Source text:
----------------------------------------

Virtualmin does too much. What should we get rid of?

Howdy all,

We’ve had an influx of new users with the Virtualmin 5 news making its way around the web. That’s great, and if you’re one of those new users, welcome to the VIrtualmin community!

But, the influx of new users has us staring down the elephant in the room: Virtualmin is too complex to be easy to use for new users. There are too many options, too many menus and items, too many things to learn in order to get the most out of Virtualmin.

Now, don’t get me wrong. Those options are part of Virtualmin’s biggest strength. We don’t tell you how to do things (though we offer reasonable defaults for folks who don’t want to think), and allow a mind-boggling array of possibilities for how to use it (Apache/nginx, Postfix/Sendmail/QMail, ProFTPd/vsftpd, MySQL/PostgreSQL/MariaDB/Oracle/SQLite, Ruby on Rails/Node.js/Django/PHP, mod_fcgid/mod_php, phpMyAdmin/phpPgAdmin/Webmin database modules, Usermin/Roundcube/Squirrelmail, etc.). We aren’t trying to dumb things down to the level of the “simple” control panels out there.

But, we need a better user experience for first-time Virtualmin users, and we need to reduce the cognitive load of using it daily for regular users. I bet the majority of Virtualmin users never click 50% of the items in the Virtualmin, Webmin, or Cloudmin left menu, and I bet most have never seen half of the configuration and options pages in any of these projects, and never needed to.

So, to that end, we’re going to start paring back Virtualmin (and Webmin and Cloudmin), and removing things that no longer have relevance for modern users, and we’ll be re-thinking how things are organized to make the common tasks more visible and the less common tasks tucked away or removed.

----------------------------------------

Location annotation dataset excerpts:
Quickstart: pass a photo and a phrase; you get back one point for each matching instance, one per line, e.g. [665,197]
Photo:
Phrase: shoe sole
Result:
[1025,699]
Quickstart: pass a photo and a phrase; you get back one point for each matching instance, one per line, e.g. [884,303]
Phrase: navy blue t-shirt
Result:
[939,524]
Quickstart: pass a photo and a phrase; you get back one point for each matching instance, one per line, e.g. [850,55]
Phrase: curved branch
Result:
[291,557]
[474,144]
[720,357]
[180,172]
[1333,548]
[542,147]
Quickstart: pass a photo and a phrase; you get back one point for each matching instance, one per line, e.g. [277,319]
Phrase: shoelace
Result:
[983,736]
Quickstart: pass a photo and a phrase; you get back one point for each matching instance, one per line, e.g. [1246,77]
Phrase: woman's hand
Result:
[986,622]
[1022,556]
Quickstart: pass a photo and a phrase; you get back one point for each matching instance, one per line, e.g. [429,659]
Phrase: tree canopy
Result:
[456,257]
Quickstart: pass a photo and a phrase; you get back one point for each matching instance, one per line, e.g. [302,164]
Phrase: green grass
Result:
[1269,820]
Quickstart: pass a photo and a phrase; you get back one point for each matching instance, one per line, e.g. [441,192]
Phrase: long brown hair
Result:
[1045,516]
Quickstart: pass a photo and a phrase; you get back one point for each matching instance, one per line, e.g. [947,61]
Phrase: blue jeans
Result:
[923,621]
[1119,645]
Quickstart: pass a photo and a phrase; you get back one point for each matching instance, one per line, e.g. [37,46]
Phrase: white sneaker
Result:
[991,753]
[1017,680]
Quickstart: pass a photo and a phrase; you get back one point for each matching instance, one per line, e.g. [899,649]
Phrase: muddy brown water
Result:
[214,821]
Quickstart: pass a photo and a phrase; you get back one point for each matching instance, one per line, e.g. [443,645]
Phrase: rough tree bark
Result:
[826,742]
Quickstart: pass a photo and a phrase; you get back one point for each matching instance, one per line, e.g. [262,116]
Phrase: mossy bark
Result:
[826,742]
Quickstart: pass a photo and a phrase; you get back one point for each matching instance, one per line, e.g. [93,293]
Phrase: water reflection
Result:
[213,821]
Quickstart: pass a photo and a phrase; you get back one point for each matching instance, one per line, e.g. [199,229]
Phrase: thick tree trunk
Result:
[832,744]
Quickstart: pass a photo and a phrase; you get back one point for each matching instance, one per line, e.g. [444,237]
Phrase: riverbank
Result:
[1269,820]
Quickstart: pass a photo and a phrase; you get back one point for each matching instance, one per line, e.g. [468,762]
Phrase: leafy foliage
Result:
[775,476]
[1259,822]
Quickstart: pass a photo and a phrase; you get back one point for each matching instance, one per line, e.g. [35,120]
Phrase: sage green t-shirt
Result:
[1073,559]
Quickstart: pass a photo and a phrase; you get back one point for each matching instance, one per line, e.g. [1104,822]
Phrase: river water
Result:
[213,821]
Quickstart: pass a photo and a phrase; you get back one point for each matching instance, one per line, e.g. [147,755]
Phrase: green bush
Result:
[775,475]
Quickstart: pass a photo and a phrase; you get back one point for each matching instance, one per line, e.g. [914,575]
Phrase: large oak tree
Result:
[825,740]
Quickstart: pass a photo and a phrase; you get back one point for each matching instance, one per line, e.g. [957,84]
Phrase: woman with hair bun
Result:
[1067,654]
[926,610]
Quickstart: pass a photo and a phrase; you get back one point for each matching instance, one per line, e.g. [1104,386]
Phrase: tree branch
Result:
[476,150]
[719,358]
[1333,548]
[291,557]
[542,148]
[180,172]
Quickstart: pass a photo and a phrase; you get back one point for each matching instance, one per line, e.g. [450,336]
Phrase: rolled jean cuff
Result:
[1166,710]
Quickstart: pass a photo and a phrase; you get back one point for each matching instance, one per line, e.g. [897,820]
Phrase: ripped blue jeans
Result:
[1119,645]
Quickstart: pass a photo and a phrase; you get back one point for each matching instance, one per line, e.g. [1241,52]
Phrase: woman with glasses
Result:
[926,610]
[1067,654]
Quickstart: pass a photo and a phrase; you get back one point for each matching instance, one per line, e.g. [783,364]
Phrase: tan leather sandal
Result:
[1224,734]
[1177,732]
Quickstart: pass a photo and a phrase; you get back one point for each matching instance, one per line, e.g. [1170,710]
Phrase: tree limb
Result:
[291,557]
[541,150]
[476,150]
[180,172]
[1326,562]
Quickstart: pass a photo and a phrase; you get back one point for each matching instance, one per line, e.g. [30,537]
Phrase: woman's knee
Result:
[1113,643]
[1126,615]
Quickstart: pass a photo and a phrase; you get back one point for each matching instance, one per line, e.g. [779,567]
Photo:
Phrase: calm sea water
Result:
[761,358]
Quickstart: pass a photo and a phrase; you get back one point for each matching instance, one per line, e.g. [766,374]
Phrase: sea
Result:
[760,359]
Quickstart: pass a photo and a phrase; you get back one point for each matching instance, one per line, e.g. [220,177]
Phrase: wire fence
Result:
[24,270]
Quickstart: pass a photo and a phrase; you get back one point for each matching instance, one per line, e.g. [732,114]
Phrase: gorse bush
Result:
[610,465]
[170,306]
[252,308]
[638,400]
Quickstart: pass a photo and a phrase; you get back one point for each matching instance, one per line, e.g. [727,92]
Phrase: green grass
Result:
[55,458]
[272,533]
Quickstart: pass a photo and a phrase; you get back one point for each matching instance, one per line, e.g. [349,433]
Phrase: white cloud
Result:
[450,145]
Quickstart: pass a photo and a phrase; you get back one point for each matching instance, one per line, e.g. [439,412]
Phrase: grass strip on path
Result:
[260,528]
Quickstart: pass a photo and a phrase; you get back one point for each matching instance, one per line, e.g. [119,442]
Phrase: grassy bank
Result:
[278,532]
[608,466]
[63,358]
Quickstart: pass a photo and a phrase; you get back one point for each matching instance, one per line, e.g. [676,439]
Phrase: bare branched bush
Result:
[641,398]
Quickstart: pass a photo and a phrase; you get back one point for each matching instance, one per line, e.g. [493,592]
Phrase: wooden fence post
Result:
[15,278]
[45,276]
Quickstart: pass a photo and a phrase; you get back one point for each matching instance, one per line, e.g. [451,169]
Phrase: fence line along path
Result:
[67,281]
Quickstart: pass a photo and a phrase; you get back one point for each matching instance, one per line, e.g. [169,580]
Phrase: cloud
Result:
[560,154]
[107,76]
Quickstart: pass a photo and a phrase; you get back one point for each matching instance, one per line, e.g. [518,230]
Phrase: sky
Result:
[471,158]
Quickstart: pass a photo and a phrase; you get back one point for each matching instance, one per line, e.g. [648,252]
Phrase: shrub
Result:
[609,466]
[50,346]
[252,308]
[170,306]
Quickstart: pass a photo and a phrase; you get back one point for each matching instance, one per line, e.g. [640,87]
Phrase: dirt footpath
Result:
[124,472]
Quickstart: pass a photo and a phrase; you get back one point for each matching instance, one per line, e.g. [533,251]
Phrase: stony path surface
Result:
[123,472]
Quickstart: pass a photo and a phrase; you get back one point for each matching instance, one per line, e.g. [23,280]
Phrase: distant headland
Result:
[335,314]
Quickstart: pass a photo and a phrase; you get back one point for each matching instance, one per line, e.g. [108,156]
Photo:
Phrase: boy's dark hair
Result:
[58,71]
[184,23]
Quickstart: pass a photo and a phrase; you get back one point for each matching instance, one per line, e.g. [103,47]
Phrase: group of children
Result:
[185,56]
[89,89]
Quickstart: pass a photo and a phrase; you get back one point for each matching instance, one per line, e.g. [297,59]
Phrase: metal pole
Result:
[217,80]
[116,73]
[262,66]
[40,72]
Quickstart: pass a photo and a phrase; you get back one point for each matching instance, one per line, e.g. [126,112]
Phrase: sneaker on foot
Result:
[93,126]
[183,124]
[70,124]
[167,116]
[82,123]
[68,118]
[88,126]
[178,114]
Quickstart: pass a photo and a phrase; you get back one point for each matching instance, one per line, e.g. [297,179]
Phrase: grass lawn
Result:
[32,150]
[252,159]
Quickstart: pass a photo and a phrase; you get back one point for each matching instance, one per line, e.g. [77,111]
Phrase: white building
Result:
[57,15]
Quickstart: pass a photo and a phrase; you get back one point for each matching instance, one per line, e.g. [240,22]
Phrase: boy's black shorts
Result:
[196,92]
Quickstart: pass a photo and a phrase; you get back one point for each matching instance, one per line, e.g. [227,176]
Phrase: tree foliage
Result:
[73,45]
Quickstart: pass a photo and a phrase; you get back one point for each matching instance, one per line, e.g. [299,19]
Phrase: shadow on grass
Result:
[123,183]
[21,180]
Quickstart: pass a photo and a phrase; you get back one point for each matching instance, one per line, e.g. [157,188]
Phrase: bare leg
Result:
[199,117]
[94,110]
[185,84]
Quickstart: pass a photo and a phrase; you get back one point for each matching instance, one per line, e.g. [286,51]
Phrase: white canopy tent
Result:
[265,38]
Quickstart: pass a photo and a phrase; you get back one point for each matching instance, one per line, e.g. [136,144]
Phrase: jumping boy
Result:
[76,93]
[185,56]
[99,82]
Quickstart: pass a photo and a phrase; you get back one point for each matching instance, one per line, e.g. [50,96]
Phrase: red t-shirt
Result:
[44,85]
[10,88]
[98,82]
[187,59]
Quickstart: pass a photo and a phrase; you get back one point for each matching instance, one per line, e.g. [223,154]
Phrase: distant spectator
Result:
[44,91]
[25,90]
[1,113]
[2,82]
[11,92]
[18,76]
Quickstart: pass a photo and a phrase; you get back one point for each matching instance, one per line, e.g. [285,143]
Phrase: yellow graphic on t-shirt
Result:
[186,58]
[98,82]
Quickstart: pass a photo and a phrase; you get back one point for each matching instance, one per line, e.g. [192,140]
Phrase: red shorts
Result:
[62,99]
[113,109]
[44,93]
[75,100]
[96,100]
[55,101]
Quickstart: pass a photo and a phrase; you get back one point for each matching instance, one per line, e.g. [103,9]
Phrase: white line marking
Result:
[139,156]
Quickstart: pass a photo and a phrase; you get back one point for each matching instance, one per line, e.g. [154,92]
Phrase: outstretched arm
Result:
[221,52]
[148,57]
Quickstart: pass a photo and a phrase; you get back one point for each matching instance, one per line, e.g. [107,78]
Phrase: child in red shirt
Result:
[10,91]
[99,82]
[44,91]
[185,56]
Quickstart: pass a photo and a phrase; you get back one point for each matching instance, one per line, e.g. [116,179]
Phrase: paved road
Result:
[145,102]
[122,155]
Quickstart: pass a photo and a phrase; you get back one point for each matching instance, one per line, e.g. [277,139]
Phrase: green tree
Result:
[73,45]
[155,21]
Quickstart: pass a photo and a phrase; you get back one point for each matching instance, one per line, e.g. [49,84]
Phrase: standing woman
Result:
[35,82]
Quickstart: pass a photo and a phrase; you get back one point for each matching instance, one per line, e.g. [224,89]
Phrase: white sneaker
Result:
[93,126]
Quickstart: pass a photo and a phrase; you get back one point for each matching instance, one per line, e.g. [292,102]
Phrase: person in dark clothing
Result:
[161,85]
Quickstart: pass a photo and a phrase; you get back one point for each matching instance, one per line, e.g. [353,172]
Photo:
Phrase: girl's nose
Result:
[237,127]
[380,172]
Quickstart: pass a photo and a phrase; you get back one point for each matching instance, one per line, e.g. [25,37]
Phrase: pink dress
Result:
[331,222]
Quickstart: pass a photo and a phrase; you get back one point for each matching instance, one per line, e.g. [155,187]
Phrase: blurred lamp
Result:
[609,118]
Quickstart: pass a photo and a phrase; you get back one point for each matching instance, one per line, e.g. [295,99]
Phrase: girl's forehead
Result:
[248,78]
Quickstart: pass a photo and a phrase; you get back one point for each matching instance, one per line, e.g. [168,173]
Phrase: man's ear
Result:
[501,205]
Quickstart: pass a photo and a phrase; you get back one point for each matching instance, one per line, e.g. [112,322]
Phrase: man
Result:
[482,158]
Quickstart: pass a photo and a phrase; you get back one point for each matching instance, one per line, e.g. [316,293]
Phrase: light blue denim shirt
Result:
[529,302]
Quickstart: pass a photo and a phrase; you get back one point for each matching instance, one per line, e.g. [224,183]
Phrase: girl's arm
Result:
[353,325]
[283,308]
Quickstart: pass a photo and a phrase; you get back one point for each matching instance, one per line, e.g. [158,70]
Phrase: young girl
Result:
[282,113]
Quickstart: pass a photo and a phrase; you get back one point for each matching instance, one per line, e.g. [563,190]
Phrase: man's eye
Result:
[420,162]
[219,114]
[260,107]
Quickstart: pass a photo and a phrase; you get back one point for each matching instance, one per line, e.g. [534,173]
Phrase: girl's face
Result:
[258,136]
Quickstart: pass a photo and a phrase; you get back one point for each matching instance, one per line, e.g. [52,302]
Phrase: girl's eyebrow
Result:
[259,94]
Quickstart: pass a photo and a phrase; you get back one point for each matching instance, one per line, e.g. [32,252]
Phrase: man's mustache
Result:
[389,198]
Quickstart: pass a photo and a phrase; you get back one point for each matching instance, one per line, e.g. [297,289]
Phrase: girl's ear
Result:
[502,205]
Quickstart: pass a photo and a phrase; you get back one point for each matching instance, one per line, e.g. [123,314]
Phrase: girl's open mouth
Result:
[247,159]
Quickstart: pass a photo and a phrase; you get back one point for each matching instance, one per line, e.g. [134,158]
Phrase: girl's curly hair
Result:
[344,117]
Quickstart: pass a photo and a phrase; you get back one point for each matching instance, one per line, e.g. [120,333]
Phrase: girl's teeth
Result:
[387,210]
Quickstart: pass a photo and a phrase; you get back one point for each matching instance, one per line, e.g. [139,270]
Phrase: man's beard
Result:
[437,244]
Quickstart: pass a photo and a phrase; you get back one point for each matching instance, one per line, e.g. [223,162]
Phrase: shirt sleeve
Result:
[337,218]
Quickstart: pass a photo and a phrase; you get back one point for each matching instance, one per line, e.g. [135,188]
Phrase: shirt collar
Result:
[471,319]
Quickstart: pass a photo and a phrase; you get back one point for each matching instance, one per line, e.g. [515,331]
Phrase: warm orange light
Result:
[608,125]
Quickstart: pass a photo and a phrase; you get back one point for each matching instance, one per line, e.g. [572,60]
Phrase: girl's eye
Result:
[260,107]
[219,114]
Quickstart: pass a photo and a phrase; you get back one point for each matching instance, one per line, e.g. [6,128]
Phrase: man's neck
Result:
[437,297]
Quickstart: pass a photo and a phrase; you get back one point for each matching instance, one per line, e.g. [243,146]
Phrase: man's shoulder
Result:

----------------------------------------

Tasks for this exercise:
a - Using the Virtualmin post, answer the following:
(i) What news brought an influx of new users?
(ii) Which two web servers appear in the list of possibilities?
(iii) Which three projects will be pared back?
b - Reproduce everything in the Virtualmin post from "Virtualmin does too" down to "the VIrtualmin community!".

Answers for this exercise:
a -
(i) The Virtualmin 5 news.
(ii) Apache and nginx.
(iii) Virtualmin, Webmin, and Cloudmin.

b -
Virtualmin does too much. What should we get rid of?

Howdy all,

We’ve had an influx of new users with the Virtualmin 5 news making its way around the web. That’s great, and if you’re one of those new users, welcome to the VIrtualmin community!